Obiettivo: Trascriva tutte le righe seguenti come un elenco JSON di stringhe, una stringa per ciascuna linea, tralasciando le linee vuote.

########################################

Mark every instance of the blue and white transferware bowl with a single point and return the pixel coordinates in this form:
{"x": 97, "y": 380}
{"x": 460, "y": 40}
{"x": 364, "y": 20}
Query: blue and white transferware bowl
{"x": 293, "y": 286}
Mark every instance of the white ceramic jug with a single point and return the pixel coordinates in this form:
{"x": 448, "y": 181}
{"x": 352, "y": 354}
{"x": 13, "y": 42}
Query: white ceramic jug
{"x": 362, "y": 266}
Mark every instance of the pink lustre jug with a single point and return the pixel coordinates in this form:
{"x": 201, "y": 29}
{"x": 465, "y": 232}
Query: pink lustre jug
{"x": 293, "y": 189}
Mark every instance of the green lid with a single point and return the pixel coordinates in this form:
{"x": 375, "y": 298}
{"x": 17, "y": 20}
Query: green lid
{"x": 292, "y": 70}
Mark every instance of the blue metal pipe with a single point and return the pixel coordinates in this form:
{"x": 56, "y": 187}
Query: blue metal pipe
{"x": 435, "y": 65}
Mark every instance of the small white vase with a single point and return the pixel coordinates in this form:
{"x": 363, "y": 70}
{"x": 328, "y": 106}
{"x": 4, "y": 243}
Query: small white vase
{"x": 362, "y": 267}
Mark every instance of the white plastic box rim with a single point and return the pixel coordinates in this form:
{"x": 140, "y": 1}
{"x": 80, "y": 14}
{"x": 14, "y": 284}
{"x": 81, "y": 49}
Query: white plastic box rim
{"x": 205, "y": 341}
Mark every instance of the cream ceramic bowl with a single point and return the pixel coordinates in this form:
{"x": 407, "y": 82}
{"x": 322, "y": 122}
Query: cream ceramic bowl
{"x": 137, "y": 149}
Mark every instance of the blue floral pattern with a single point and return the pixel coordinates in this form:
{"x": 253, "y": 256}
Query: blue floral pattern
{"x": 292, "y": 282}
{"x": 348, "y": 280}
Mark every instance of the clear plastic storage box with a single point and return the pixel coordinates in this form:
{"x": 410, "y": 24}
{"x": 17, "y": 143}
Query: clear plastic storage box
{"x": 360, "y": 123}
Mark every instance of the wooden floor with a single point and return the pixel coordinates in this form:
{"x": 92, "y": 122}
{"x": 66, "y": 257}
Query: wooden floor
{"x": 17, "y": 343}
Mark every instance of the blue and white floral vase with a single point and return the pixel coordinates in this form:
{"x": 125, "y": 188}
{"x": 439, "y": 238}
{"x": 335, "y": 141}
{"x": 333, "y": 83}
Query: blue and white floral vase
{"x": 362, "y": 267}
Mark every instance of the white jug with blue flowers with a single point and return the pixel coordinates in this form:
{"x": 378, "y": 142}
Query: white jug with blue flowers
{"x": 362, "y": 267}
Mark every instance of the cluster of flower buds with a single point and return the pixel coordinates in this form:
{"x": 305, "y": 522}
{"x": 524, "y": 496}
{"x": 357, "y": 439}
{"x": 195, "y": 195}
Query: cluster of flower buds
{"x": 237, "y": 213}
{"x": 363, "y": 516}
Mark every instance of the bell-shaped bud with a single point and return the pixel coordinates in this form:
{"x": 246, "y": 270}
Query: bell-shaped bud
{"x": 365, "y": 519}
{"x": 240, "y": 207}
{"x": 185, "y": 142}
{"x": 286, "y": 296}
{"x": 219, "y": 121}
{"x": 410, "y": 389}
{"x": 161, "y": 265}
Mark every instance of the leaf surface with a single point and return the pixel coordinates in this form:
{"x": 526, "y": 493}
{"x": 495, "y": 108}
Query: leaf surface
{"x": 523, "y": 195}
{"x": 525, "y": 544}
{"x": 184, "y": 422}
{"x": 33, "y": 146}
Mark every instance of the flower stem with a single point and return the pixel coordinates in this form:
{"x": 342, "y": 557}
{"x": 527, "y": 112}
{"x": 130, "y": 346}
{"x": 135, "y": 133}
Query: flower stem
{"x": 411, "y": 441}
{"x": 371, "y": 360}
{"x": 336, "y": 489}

########################################

Risultato completo:
[
  "Mark every instance of the blue and white transferware bowl with a single point and return the pixel coordinates in this form:",
  "{\"x\": 97, \"y\": 380}",
  "{\"x\": 460, \"y\": 40}",
  "{\"x\": 364, \"y\": 20}",
  "Query: blue and white transferware bowl",
  "{\"x\": 293, \"y\": 286}",
  "Mark every instance of the white ceramic jug with a single point and return the pixel coordinates in this form:",
  "{\"x\": 448, \"y\": 181}",
  "{\"x\": 352, \"y\": 354}",
  "{\"x\": 13, \"y\": 42}",
  "Query: white ceramic jug",
  "{\"x\": 362, \"y\": 266}",
  "Mark every instance of the pink lustre jug with a single point and return the pixel coordinates in this form:",
  "{\"x\": 201, \"y\": 29}",
  "{\"x\": 465, \"y\": 232}",
  "Query: pink lustre jug",
  "{\"x\": 293, \"y\": 189}",
  "Mark every instance of the green lid with a single point and return the pixel coordinates in this form:",
  "{\"x\": 375, \"y\": 298}",
  "{\"x\": 17, \"y\": 20}",
  "Query: green lid",
  "{\"x\": 292, \"y\": 70}",
  "Mark every instance of the blue metal pipe with a single point and return the pixel coordinates in this form:",
  "{\"x\": 56, \"y\": 187}",
  "Query: blue metal pipe",
  "{\"x\": 435, \"y\": 65}",
  "Mark every instance of the small white vase with a single point and return the pixel coordinates in this form:",
  "{\"x\": 363, \"y\": 70}",
  "{\"x\": 328, \"y\": 106}",
  "{\"x\": 4, \"y\": 243}",
  "Query: small white vase",
  "{\"x\": 362, \"y\": 267}",
  "Mark every instance of the white plastic box rim with a single point and return the pixel coordinates in this form:",
  "{\"x\": 140, \"y\": 1}",
  "{\"x\": 80, \"y\": 14}",
  "{\"x\": 14, \"y\": 284}",
  "{\"x\": 81, \"y\": 49}",
  "Query: white plastic box rim",
  "{\"x\": 205, \"y\": 341}",
  "Mark every instance of the cream ceramic bowl with a single point and return the pixel coordinates in this form:",
  "{\"x\": 407, \"y\": 82}",
  "{\"x\": 322, \"y\": 122}",
  "Query: cream ceramic bowl",
  "{\"x\": 137, \"y\": 149}",
  "Mark every instance of the blue floral pattern with a single point and return the pixel coordinates in this form:",
  "{\"x\": 253, \"y\": 256}",
  "Query: blue floral pattern",
  "{\"x\": 292, \"y\": 282}",
  "{\"x\": 348, \"y\": 280}",
  "Mark every instance of the clear plastic storage box with a single point and return the pixel coordinates in this form:",
  "{\"x\": 410, \"y\": 24}",
  "{\"x\": 17, \"y\": 143}",
  "Query: clear plastic storage box",
  "{\"x\": 360, \"y\": 123}",
  "Mark every instance of the wooden floor with a single point and return the pixel coordinates in this form:",
  "{\"x\": 92, \"y\": 122}",
  "{\"x\": 66, \"y\": 257}",
  "Query: wooden floor",
  "{\"x\": 17, \"y\": 343}",
  "Mark every instance of the blue and white floral vase with a single point and return the pixel coordinates in this form:",
  "{\"x\": 125, \"y\": 188}",
  "{\"x\": 439, \"y\": 238}",
  "{\"x\": 335, \"y\": 141}",
  "{\"x\": 333, \"y\": 83}",
  "Query: blue and white floral vase",
  "{\"x\": 362, \"y\": 267}",
  "Mark every instance of the white jug with blue flowers with a single point and return the pixel coordinates in this form:",
  "{\"x\": 378, \"y\": 142}",
  "Query: white jug with blue flowers",
  "{\"x\": 362, \"y\": 267}",
  "Mark every instance of the cluster of flower buds with a single point and return the pixel coordinates in this form:",
  "{\"x\": 305, \"y\": 522}",
  "{\"x\": 524, \"y\": 496}",
  "{\"x\": 357, \"y\": 439}",
  "{\"x\": 195, \"y\": 195}",
  "Query: cluster of flower buds",
  "{\"x\": 237, \"y\": 213}",
  "{\"x\": 363, \"y\": 516}",
  "Mark every instance of the bell-shaped bud with a single point and return the pixel coordinates in this form:",
  "{\"x\": 246, \"y\": 270}",
  "Query: bell-shaped bud",
  "{\"x\": 365, \"y\": 519}",
  "{\"x\": 240, \"y\": 207}",
  "{\"x\": 185, \"y\": 142}",
  "{\"x\": 286, \"y\": 296}",
  "{\"x\": 219, \"y\": 121}",
  "{\"x\": 410, \"y\": 389}",
  "{\"x\": 161, \"y\": 265}",
  "Mark every instance of the leaf surface with a single point and return the pixel coordinates in this form:",
  "{\"x\": 526, \"y\": 493}",
  "{\"x\": 495, \"y\": 108}",
  "Query: leaf surface",
  "{\"x\": 523, \"y\": 195}",
  "{\"x\": 525, \"y\": 544}",
  "{\"x\": 184, \"y\": 422}",
  "{\"x\": 33, \"y\": 146}",
  "Mark every instance of the flower stem with a single point and return the pixel coordinates in this form:",
  "{\"x\": 342, \"y\": 557}",
  "{\"x\": 527, \"y\": 112}",
  "{\"x\": 130, \"y\": 346}",
  "{\"x\": 135, \"y\": 133}",
  "Query: flower stem",
  "{\"x\": 411, \"y\": 441}",
  "{\"x\": 371, \"y\": 360}",
  "{\"x\": 336, \"y\": 489}"
]